> [ASSIGNED TASK]
Output, word for word, the passage of the rosuvastatin study text below from "The last visit" up to and including "description of titration).".

> [PAGE TEXT]
===
Other objectives of interest

Although efficacy objectives were not specified in the protocol for the open-label extension, it
was of interest to evaluate long-term efficacy of rosuvastatin. Thus, efficacy endpoints from
the main period were provided in the statistical analysis plan for the extension period in order
to address key questions about long-term efficacy for this open-label extension period,
namely:

• The effect of rosuvastatin on low-density lipoprotein cholesterol (LDL-C),
  high-density lipoprotein cholesterol (HDL-C), total cholesterol (TC) and
  triglycerides (TG) 
• Achievement of National Cholesterol Education Programme Adult Treatment Panel
  III (NCEP ATP III) guideline treatment LDL-C target goal
• Achievement of NCEP ATP III guideline treatment nonHDL-C target goal for
  patients with high TG (³ 200 mg/dL [2.26 mmol/L])
• Achievement of (Joint) European Atherosclerosis Society (EAS) LDL-C target goal
• Achievement of optimal LDL-C target goal <100 mg/dL (2.59 mmol/L)
• Modifying glucose and insulin resistance.
  

METHODS

Study design

This was a multicentre study conducted in non-diabetic, non-atherosclerotic patients with
metabolic syndrome, elevated LDL-C and a 10-year risk for coronary heart disease (CHD) of
>10%, comprising:

• A 4-week dietary lead-in period, followed by
• A main (randomised) 12-week, 2-period, 3-arm, parallel group, double-blind,
  double-dummy, randomised, force-titration period comparing the efficacy and
  safety of rosuvastatin with atorvastatin and placebo, and
• An optional open-label extension period (non-fixed duration).

Patients who successfully completed the 12 weeks of randomised treatment in the main period
of the study had the option of entering the open-label extension period and were initially
treated with rosuvastatin 20 mg. If necessary, patients were dose-titrated in order to meet their
target NCEP LDL-C and nonHDL-C goals, according to their risk category. They were also
back-titrated if thought appropriate by the investigator.

The last visit of the main period was the first visit of the extension period (Week 12, Visit 5).
Patients were initially administered rosuvastatin 20 mg for 6 weeks and were then titrated to
rosuvastatin 40 mg if they failed to achieve their NCEP ATP III LDL-C and nonHDL-C target
goals, or continued on rosuvastatin 20 mg if lipid target goals were achieved. If patients failed
to achieve their lipid target goals after 6 weeks of rosuvastatin 40 mg treatment, they were
either discontinued or continued with other permitted lipid-lowering therapy (excluding
gemfibrozil) co-administered with their rosuvastatin 40 mg treatment. During the open-label
extension period, rosuvastatin could be down-titrated to the next lowest dose for safety or
efficacy reasons (see duration of treatment for a further description of titration).
===
> [DATASET CONTENT]

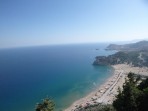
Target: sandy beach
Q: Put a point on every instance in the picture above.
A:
(106, 92)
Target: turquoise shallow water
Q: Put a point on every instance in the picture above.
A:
(63, 72)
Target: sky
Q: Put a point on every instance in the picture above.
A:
(48, 22)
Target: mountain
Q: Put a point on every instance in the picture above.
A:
(142, 45)
(135, 54)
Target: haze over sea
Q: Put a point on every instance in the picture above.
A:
(63, 72)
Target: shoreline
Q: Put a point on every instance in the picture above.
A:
(105, 93)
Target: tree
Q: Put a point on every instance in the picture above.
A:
(127, 99)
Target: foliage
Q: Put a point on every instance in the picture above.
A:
(46, 105)
(133, 97)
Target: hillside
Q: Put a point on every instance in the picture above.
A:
(135, 54)
(142, 45)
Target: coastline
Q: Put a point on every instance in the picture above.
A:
(106, 92)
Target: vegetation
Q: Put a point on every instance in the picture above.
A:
(134, 96)
(46, 105)
(135, 58)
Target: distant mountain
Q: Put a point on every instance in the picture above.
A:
(142, 45)
(135, 54)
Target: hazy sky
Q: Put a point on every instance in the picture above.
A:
(42, 22)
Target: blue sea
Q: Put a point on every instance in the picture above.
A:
(63, 72)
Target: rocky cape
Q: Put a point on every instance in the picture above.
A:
(135, 54)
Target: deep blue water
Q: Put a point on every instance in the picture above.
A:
(63, 72)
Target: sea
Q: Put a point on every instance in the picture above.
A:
(64, 73)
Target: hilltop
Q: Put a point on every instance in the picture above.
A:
(135, 54)
(142, 45)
===
> [RESULT OF THE EXERCISE]
The last visit of the main period was the first visit of the extension period (Week 12, Visit 5).
Patients were initially administered rosuvastatin 20 mg for 6 weeks and were then titrated to
rosuvastatin 40 mg if they failed to achieve their NCEP ATP III LDL-C and nonHDL-C target
goals, or continued on rosuvastatin 20 mg if lipid target goals were achieved. If patients failed
to achieve their lipid target goals after 6 weeks of rosuvastatin 40 mg treatment, they were
either discontinued or continued with other permitted lipid-lowering therapy (excluding
gemfibrozil) co-administered with their rosuvastatin 40 mg treatment. During the open-label
extension period, rosuvastatin could be down-titrated to the next lowest dose for safety or
efficacy reasons (see duration of treatment for a further description of titration).